| WORK TO COMPLETE |
Retype, without alteration, each line from the line containing "Target: roundabout" to the final line of the records.

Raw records
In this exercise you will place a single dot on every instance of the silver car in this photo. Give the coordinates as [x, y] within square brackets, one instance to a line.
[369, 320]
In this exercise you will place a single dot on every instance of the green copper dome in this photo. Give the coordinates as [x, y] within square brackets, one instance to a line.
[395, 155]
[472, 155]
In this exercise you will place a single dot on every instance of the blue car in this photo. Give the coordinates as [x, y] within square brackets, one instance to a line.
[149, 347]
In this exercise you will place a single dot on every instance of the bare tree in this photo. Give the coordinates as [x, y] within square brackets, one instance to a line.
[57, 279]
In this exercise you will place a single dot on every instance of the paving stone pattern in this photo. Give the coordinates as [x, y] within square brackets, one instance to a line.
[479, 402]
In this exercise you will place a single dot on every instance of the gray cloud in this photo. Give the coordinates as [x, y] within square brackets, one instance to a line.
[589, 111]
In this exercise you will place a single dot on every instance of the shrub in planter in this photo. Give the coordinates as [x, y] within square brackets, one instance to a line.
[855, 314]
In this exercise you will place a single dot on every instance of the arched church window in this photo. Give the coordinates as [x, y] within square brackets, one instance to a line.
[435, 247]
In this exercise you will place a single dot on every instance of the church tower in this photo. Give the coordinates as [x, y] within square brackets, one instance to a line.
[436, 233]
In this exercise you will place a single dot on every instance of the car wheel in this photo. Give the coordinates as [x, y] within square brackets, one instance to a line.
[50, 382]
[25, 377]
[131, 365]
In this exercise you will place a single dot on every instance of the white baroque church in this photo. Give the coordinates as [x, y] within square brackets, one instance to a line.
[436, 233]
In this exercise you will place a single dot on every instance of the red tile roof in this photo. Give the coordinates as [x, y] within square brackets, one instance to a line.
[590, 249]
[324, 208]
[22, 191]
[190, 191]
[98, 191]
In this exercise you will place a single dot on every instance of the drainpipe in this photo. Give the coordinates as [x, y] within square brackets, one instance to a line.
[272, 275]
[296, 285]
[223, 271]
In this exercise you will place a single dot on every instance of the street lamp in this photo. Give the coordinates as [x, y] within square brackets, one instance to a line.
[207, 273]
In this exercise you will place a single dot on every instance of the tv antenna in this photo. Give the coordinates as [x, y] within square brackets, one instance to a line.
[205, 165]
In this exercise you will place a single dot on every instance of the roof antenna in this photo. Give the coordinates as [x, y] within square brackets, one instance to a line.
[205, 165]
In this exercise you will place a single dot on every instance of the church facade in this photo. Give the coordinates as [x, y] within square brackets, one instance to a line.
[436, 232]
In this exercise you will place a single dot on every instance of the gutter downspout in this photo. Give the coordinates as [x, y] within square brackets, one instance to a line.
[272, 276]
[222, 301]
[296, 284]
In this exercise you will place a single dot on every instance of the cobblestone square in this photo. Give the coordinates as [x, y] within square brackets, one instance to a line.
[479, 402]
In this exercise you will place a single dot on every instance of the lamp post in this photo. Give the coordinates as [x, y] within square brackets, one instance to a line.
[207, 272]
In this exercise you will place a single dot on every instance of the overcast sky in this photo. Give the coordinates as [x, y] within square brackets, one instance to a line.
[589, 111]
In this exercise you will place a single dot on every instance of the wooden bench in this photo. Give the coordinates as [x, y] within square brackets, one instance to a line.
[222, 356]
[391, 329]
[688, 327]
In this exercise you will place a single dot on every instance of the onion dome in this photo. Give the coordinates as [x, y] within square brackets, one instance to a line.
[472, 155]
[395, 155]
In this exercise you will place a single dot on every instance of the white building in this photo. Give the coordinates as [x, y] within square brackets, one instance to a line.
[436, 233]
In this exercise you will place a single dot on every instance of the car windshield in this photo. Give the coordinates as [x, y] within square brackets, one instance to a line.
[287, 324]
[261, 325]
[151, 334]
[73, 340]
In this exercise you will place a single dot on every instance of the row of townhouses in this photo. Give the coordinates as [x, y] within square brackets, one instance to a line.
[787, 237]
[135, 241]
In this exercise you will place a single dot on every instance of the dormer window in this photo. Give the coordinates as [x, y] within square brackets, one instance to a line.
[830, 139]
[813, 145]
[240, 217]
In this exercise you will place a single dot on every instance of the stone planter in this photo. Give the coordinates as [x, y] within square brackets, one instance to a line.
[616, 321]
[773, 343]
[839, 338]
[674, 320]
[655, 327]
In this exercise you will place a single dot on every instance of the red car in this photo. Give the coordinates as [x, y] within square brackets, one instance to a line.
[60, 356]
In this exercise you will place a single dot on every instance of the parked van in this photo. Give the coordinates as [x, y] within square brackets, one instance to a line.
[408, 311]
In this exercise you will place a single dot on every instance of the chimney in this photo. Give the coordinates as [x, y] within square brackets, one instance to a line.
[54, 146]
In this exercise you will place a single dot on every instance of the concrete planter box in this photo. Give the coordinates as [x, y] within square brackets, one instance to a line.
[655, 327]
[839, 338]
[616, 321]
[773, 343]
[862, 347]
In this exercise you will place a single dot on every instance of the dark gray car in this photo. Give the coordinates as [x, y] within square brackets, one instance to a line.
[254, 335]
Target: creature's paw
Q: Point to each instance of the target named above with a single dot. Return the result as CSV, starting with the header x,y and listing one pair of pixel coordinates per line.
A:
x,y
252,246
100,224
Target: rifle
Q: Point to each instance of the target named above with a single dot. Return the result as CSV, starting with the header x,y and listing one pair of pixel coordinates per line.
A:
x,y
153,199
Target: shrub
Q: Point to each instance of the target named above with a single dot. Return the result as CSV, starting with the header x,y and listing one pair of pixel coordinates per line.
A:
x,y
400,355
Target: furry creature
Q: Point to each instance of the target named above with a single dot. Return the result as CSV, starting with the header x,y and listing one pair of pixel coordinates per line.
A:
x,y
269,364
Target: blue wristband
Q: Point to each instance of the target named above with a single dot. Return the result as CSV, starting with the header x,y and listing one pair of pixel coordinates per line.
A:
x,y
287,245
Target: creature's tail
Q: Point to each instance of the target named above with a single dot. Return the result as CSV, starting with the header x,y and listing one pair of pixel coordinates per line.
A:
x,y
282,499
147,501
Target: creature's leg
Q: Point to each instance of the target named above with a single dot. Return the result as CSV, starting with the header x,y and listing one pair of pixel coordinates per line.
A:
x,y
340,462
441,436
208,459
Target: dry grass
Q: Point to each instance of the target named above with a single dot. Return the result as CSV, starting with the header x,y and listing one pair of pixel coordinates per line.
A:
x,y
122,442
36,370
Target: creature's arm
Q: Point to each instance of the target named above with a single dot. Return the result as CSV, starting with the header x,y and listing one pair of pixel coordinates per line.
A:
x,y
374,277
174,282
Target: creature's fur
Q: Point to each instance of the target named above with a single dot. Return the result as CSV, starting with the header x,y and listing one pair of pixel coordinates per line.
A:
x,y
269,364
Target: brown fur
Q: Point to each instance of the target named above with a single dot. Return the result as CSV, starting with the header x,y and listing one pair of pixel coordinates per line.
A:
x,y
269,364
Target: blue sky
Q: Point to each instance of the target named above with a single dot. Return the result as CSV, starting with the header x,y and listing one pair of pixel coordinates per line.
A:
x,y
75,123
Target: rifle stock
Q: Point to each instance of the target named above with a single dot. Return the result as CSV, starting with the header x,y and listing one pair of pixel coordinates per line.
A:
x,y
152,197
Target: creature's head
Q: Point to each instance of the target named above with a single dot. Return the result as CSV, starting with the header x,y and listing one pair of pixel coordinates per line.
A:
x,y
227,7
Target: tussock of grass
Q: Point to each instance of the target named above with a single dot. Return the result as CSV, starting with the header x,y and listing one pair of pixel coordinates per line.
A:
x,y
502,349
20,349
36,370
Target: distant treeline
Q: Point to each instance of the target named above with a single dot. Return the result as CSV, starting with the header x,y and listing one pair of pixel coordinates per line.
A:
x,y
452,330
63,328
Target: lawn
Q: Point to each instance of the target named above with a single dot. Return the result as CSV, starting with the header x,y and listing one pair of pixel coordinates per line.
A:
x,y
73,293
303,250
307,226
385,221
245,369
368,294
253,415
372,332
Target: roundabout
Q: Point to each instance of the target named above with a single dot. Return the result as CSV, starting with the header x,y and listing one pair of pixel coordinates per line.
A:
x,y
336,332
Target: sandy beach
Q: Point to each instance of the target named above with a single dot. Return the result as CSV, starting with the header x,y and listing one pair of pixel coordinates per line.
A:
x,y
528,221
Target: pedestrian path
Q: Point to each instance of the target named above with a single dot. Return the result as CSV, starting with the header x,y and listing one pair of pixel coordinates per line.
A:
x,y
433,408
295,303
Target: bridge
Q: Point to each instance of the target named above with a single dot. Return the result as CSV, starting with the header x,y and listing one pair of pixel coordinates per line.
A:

| CORRECT RESPONSE |
Target: roundabout
Q: Point to each instance of the target named above with a single dot. Return the result as CSV, starting with the header x,y and listing one pair of pixel coordinates per line.
A:
x,y
336,332
Target: sandy beach
Q: Point to each instance of the target named above with a single dot. Return the result as CSV, starting with the header x,y and listing one pair of pixel coordinates per line.
A:
x,y
528,221
Target: pedestrian path
Q: Point to each instance of the target named above with a single dot. Return the result as CSV, starting with the header x,y and listing one pair of pixel coordinates per line.
A:
x,y
433,408
295,303
Target: bridge
Q: Point to each instance of the target named above with a single dot. Return the result as CSV, starting with the header x,y and listing one pair of pixel coordinates per line.
A:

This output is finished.